== SOURCE EXTRACT ==

Clustering techniques for time series
Clustering time series
The good old clustering analysis techniques present some differences when applied to time series. Actually, there are many approaches for applying clustering techniques to time-series (look at [1] for a taxonomy). In this post, I will focus on clustering the whole-time series. Here, clustering means applying conventional clustering on discrete objects, where objects are time-series.
Time-series pose some challenging issues due to their large size and high dimensionality . In this context, the dimensionality of a series refers to time. In other words, the length of the series. There are several approaches for reducing time-series dimensionality (i.e. Discrete Fourier Transformation, Single Value Decomposition, Piecewise Linear Approximation).
One of the most simple techniques for reducing the dimensionality of a time series consists of extracting features. Under these feature-based approaches, you can use these features for running any traditional clustering methods. (Yess, similar to any other machine learning problem). The question is what features? and perhaps most important is to know how.

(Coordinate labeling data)
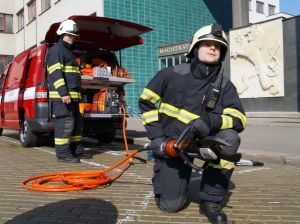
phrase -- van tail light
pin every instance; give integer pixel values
(41, 94)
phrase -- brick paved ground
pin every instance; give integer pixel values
(264, 195)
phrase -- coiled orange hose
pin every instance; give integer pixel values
(81, 180)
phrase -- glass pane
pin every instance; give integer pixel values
(9, 23)
(1, 23)
(170, 62)
(177, 61)
(163, 63)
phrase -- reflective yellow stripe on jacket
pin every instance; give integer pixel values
(61, 141)
(59, 66)
(59, 83)
(73, 95)
(178, 113)
(150, 96)
(150, 116)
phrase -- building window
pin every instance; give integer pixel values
(260, 7)
(271, 10)
(4, 61)
(6, 23)
(31, 11)
(172, 60)
(45, 4)
(20, 16)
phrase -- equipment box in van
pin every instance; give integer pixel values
(24, 102)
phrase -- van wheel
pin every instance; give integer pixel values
(107, 137)
(27, 137)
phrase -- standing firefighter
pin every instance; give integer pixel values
(193, 94)
(64, 92)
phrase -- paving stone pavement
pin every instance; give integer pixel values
(259, 195)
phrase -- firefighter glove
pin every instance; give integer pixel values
(207, 154)
(201, 127)
(157, 146)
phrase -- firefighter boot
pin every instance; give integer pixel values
(214, 212)
(83, 155)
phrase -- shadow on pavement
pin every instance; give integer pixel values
(82, 210)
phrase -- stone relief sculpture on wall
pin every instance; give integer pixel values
(256, 57)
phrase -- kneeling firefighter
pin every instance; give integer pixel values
(64, 92)
(197, 95)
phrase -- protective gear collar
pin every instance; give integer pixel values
(157, 145)
(201, 126)
(69, 27)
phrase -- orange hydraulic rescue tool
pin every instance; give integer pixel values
(187, 149)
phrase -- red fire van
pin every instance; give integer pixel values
(24, 103)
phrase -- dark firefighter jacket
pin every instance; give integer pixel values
(63, 72)
(179, 94)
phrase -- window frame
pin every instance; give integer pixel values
(44, 6)
(271, 8)
(3, 17)
(21, 23)
(31, 11)
(260, 7)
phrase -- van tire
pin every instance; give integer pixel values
(27, 137)
(107, 137)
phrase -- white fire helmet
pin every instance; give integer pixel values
(69, 27)
(213, 32)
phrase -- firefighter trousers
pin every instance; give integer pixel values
(67, 129)
(171, 178)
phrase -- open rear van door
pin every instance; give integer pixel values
(13, 92)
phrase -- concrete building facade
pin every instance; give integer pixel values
(24, 23)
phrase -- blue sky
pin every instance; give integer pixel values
(290, 7)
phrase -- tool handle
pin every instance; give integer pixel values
(181, 137)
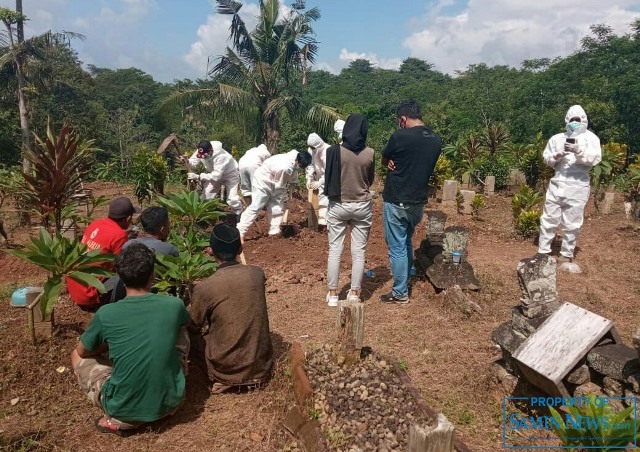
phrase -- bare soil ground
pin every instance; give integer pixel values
(448, 354)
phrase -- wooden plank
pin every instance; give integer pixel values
(561, 341)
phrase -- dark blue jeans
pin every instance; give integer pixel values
(400, 222)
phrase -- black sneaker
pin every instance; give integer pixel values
(392, 299)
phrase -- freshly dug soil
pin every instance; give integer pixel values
(363, 406)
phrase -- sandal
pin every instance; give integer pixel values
(219, 388)
(111, 427)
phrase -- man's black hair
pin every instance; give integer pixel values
(410, 109)
(304, 158)
(134, 265)
(225, 242)
(205, 145)
(153, 218)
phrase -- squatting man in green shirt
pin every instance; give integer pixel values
(144, 335)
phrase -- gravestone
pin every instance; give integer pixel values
(490, 185)
(517, 178)
(466, 180)
(607, 203)
(537, 279)
(449, 192)
(467, 198)
(561, 342)
(436, 259)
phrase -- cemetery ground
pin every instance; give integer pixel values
(447, 353)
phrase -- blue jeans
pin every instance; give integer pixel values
(400, 222)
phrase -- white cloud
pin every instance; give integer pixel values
(383, 63)
(506, 32)
(212, 37)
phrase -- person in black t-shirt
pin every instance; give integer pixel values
(410, 156)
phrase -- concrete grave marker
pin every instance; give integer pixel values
(565, 338)
(449, 192)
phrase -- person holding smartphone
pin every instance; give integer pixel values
(572, 153)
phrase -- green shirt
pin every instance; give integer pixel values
(147, 382)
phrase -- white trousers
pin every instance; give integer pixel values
(262, 197)
(211, 189)
(564, 208)
(246, 172)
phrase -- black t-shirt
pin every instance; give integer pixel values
(414, 152)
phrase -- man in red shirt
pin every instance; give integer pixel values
(107, 234)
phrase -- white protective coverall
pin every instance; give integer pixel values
(568, 190)
(269, 189)
(248, 164)
(315, 173)
(222, 169)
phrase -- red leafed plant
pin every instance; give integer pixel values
(58, 165)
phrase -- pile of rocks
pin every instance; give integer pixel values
(363, 406)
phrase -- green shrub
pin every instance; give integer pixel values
(442, 172)
(149, 173)
(605, 431)
(477, 203)
(528, 223)
(498, 167)
(525, 209)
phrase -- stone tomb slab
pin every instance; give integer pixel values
(565, 338)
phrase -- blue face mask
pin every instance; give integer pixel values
(573, 126)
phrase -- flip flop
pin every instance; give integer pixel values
(111, 427)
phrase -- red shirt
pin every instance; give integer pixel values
(104, 234)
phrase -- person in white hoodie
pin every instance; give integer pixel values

== TASKS TO PERFORM ==
1 - From the time-series clustering text, copy the part that opens with the words containing "Time-series pose some" and closes with "to know how.".
2 - In the records, render as a JSON list of strings the part that opens with the line containing "phrase -- stone tomb slab" and runs through the end of the records, one string per line and blank lines left out.

== TASK-BY-TASK OUTPUTS ==
1 -
Time-series pose some challenging issues due to their large size and high dimensionality . In this context, the dimensionality of a series refers to time. In other words, the length of the series. There are several approaches for reducing time-series dimensionality (i.e. Discrete Fourier Transformation, Single Value Decomposition, Piecewise Linear Approximation).
One of the most simple techniques for reducing the dimensionality of a time series consists of extracting features. Under these feature-based approaches, you can use these features for running any traditional clustering methods. (Yess, similar to any other machine learning problem). The question is what features? and perhaps most important is to know how.

2 -
[
  "phrase -- stone tomb slab",
  "pin every instance; give integer pixel values",
  "(565, 338)",
  "phrase -- blue face mask",
  "pin every instance; give integer pixel values",
  "(573, 126)",
  "phrase -- flip flop",
  "pin every instance; give integer pixel values",
  "(111, 427)",
  "phrase -- red shirt",
  "pin every instance; give integer pixel values",
  "(104, 234)",
  "phrase -- person in white hoodie",
  "pin every instance; give integer pixel values"
]